Konstitusionalitas Pemindahan Ibu Kota Negara

Rabu, 28 Agustus 2019 - 07:40 WIB
Konstitusionalitas Pemindahan Ibu Kota Negara
Konstitusionalitas Pemindahan Ibu Kota Negara
A A A
M Addi Fauzani
Peneliti Pusat Studi Hukum Konstitusi Fakultas Hukum Universitas Islam Indonesia (PSHK FH UII), Staf Bidang Etika dan Hukum UII, Mahasiswa Pascasarjana FH UII

WACANA pemindahan ibu kota yang muncul-redup selama beberapa dekade terakhir kini menjadi kenyataan. Secara resmi Presiden Joko Widodo pada Senin, 26 Agustus 2019, mengumumkan bahwa ibu kota baru terletak di sebagian Kabupaten Penajam Paser Utara dan sebagian di Kabupaten Kutai Kartanegara, Provinsi Kalimantan Timur. Gagasan Presiden Joko Widodo ini diisukan ke publik secara resmi pertama kali pada momentum Pidato Kenegaraan 16 Agustus 2019.

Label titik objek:
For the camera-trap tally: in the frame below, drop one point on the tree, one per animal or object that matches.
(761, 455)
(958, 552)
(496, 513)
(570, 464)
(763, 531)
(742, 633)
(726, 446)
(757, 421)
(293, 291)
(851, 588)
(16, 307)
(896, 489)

* TUGAS YANG DIBERIKAN 1: Tolong masukkan seluruh daftar label titik objek di atas ke dalam CSV dua kolom bernama "instruksi" dan "jawaban", satu baris untuk tiap pasangan teks dan jawabannya. Tempatkan masing-masing dalam satu field bertanda kutip dan ganti jeda baris dengan spasi.
* TUGAS YANG DIBERIKAN 2: Tuliskan lanjutan bacaan tentang pemindahan ibu kota negara di atas, mulai setelah kalimat terakhirnya.

* HASIL LATIHAN 1:
instruksi,jawaban
"For the camera-trap tally: in the frame below, drop one point on the tree, one per animal or object that matches.","(761, 455) (958, 552) (496, 513) (570, 464) (763, 531) (742, 633) (726, 446) (757, 421) (293, 291) (851, 588) (16, 307) (896, 489)"

* HASIL LATIHAN 2:
Bentuk sepak terjang Presiden Joko Widodo selama ini dalam memindahkan ibu kota negara tersebut seperti "memohon izin dan mengumumkan wilayah ibu kota baru yang paling ideal" dapat dipandang sebagai langkah politis. Di samping langkah politis tersebut sebenarnya terdapat langkah formal yang tidak kalah pentingnya untuk menyukseskan gagasan ini, yaitu langkah yuridis.

Konstitusionalitas Pemindahan Ibu Kota
Konstitusi Indonesia, Undang-Undang Dasar 1945 (UUD 1945), sebagai dasar hukum tertinggi dalam bernegara, hanya menyebutkan ketentuan ibu kota di dalam dua pasal. Pertama, Pasal 2 ayat (2) yang menyebutkan bahwa Majelis Permusyawaratan Rakyat bersidang sedikitnya sekali dalam lima tahun di ibu kota negara. Kedua, Pasal 23G ayat (1) yang menegaskan Badan Pemeriksa Keuangan berkedudukan di ibu kota negara, dan memiliki perwakilan di setiap provinsi.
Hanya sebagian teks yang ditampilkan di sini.